* _Action item_
Set down the records that follow in full and without changes.

┏━━

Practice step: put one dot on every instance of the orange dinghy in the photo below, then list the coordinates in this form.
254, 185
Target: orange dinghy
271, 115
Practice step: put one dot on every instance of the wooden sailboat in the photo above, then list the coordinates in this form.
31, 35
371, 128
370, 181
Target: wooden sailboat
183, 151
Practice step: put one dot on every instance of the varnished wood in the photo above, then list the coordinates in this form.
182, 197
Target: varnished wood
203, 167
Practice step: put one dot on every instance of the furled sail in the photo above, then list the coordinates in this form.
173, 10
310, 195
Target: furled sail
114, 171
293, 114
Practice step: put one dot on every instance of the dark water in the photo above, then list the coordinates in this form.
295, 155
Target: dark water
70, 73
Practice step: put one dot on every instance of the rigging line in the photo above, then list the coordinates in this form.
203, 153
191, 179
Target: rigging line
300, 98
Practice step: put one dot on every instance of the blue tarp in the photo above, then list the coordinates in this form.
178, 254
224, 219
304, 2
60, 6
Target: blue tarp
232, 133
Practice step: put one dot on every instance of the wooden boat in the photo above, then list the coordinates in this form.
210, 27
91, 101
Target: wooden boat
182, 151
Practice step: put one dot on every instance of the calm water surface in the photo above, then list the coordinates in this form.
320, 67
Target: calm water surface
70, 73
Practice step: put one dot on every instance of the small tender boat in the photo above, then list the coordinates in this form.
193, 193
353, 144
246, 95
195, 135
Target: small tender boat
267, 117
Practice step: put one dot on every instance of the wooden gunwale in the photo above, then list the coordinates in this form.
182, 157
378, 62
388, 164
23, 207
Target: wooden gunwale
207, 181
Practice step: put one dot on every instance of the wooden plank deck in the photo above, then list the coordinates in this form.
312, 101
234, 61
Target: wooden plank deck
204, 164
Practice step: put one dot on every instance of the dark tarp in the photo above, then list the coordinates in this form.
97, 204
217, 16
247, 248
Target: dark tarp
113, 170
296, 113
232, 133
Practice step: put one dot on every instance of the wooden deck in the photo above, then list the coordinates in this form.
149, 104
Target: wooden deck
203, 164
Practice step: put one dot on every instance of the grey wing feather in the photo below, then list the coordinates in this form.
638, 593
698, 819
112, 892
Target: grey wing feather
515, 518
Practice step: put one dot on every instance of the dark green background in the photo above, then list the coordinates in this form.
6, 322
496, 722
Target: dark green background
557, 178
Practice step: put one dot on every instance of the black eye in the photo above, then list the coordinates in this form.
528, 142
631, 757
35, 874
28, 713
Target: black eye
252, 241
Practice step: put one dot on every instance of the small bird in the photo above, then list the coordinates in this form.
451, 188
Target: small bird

┗━━

* _Your solution_
Practice step: put one dot on every instance of the orange dinghy in the photo below, then list the coordinates in this form.
254, 185
Target: orange dinghy
271, 115
Practice step: put one dot on every instance of the wooden sailboat in the photo above, then list the coordinates in this form.
31, 35
371, 128
370, 181
Target: wooden sailboat
183, 151
Practice step: put one dot on every instance of the varnished wood in the photo above, then list the coordinates in this form.
182, 197
Target: varnished wood
203, 167
Practice step: put one dot on every instance of the furled sail in the photo above, then list the coordinates in this form.
173, 10
310, 195
Target: furled sail
114, 171
293, 114
Practice step: put one dot on every instance of the dark water in the photo above, then list the coordinates in this form.
295, 155
Target: dark water
70, 73
Practice step: put one dot on every instance of the rigging line in the photo above, then list the coordinates in this form.
203, 153
191, 179
Target: rigging line
300, 98
Practice step: put one dot on every instance of the blue tarp in the photo above, then list the coordinates in this form.
178, 254
224, 219
304, 2
60, 6
Target: blue tarp
232, 133
Practice step: put one dot on every instance of the wooden boat in the photo above, then list the coordinates in this form.
210, 27
91, 101
Target: wooden boat
182, 151
Practice step: put one dot on every instance of the calm water surface in the photo above, then list the coordinates in this form.
320, 67
Target: calm water surface
70, 73
Practice step: put one dot on every instance of the small tender boat in the photo above, then list the coordinates in this form.
193, 193
353, 144
246, 95
195, 135
Target: small tender boat
267, 117
Practice step: put one dot on every instance of the wooden gunwale in the photo above, then list the coordinates in this form.
182, 157
378, 62
388, 164
23, 207
Target: wooden gunwale
207, 181
Practice step: put one dot on every instance of the wooden plank deck in the photo above, then list the coordinates in this form.
312, 101
234, 61
Target: wooden plank deck
204, 164
Practice step: put one dot on every instance of the dark tarp in the photo above, then list the coordinates in this form.
97, 204
217, 16
247, 248
Target: dark tarp
113, 170
296, 113
232, 133
Practice step: put one dot on every instance of the wooden deck in the photo above, then list the coordinates in this form.
149, 104
Target: wooden deck
203, 164
Practice step: put one dot on every instance of the grey wing feather in the photo below, then list the coordinates in this form.
638, 593
698, 819
112, 892
Target: grey wing feather
515, 518
Practice step: put one dot on every instance of the dark green background in the photo above, then list the coordinates in this form.
6, 322
496, 722
Target: dark green background
557, 178
Practice step: put one dot on every instance of the black eye in the photo above, then list the coordinates in this form.
528, 142
631, 757
35, 874
28, 713
Target: black eye
252, 241
Practice step: put one dot on every instance of the small bird in the photo above, then list the coordinates in this form.
451, 188
Target: small bird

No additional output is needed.